» **Work to complete**: Copy each line of the material below that includes the string "outline".
= = = =
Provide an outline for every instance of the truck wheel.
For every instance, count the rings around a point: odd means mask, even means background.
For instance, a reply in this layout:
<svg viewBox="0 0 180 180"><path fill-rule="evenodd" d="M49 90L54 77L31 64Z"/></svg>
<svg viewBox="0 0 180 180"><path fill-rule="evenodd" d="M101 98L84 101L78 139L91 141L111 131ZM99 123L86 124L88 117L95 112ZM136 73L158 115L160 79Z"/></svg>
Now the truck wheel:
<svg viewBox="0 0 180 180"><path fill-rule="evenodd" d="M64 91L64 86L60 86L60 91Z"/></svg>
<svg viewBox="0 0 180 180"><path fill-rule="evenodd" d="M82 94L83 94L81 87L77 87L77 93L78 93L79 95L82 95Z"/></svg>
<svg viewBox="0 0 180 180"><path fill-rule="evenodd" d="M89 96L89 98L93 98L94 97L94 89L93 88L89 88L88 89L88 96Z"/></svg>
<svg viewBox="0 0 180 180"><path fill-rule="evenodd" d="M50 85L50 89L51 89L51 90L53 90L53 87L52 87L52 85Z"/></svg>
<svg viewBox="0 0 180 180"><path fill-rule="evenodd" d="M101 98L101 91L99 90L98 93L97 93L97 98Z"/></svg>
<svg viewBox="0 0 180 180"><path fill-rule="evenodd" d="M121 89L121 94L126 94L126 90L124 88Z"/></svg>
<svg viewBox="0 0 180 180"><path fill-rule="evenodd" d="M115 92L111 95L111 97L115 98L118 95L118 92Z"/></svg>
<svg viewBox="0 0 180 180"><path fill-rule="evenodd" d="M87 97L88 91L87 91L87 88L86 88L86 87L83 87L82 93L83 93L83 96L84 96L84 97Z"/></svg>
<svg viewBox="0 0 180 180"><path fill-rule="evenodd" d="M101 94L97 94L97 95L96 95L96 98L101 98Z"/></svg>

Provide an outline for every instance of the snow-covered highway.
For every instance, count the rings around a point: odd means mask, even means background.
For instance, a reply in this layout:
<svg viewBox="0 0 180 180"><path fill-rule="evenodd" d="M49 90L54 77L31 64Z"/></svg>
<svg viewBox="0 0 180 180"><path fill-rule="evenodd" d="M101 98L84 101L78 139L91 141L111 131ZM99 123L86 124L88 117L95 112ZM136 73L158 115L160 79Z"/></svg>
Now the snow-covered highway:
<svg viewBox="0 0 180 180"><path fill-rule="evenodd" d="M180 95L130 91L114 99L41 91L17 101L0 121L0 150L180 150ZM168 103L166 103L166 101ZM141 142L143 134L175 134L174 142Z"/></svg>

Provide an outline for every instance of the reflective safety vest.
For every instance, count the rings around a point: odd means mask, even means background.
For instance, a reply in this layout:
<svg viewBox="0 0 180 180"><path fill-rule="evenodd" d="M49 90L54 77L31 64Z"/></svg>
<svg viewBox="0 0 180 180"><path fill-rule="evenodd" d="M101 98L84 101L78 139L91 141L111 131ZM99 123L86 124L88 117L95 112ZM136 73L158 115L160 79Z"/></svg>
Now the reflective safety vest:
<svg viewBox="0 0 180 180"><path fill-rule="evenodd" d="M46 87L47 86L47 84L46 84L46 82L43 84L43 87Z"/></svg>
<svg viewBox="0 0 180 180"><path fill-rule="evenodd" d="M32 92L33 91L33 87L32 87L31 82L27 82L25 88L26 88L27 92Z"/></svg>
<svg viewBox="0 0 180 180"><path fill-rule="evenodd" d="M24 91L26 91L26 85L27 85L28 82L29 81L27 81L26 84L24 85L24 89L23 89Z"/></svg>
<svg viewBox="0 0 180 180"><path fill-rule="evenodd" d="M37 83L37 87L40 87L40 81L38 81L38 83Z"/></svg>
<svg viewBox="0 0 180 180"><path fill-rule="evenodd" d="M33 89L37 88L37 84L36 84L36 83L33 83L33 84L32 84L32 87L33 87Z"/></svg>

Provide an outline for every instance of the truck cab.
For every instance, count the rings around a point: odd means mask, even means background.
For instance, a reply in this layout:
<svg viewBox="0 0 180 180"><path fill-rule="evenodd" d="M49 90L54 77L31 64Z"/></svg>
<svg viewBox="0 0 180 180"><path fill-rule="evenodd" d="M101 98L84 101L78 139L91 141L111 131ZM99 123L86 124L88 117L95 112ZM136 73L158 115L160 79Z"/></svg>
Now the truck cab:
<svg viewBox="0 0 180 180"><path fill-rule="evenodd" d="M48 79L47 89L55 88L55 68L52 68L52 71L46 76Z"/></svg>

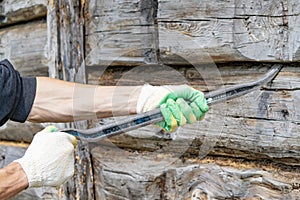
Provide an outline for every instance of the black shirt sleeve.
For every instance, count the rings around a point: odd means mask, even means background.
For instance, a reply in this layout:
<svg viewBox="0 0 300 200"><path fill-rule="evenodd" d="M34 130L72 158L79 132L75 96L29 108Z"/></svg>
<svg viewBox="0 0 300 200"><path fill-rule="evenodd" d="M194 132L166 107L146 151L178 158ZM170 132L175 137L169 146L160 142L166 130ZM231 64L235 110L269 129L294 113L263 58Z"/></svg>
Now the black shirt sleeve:
<svg viewBox="0 0 300 200"><path fill-rule="evenodd" d="M22 78L8 60L0 62L0 126L25 122L33 105L36 78Z"/></svg>

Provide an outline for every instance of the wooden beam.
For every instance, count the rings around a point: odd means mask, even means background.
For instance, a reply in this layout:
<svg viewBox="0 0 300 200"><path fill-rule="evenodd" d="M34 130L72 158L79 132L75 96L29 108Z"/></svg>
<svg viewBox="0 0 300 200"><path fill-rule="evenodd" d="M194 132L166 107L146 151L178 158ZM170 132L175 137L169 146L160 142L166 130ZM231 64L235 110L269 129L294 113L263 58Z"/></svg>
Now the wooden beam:
<svg viewBox="0 0 300 200"><path fill-rule="evenodd" d="M0 8L0 28L47 17L46 0L1 1Z"/></svg>
<svg viewBox="0 0 300 200"><path fill-rule="evenodd" d="M31 142L34 134L43 128L42 124L9 121L0 128L0 141Z"/></svg>
<svg viewBox="0 0 300 200"><path fill-rule="evenodd" d="M92 150L96 199L294 199L299 168L245 160L186 159L99 145Z"/></svg>
<svg viewBox="0 0 300 200"><path fill-rule="evenodd" d="M87 66L157 62L156 1L91 0L87 3Z"/></svg>
<svg viewBox="0 0 300 200"><path fill-rule="evenodd" d="M53 78L86 83L84 8L85 1L50 2L48 28L51 35L48 44L53 55L50 60L50 76ZM64 126L85 129L87 122L69 123ZM78 141L75 152L75 175L60 187L61 198L93 199L93 170L88 145Z"/></svg>
<svg viewBox="0 0 300 200"><path fill-rule="evenodd" d="M47 76L47 25L32 22L0 29L0 59L9 59L22 76Z"/></svg>
<svg viewBox="0 0 300 200"><path fill-rule="evenodd" d="M261 0L159 1L162 60L179 64L179 56L208 54L208 60L203 62L297 61L297 4Z"/></svg>
<svg viewBox="0 0 300 200"><path fill-rule="evenodd" d="M299 60L298 2L91 0L88 66Z"/></svg>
= = = =
» **Answer**:
Provide an outline for every instance of the truck wheel.
Provide an outline for every instance of the snow-covered highway.
Provide an outline for every instance of the reflective safety vest.
Provide an outline for every instance of the truck cab.
Provide an outline for every instance of the black shirt sleeve.
Provide an outline for every instance of the wooden beam.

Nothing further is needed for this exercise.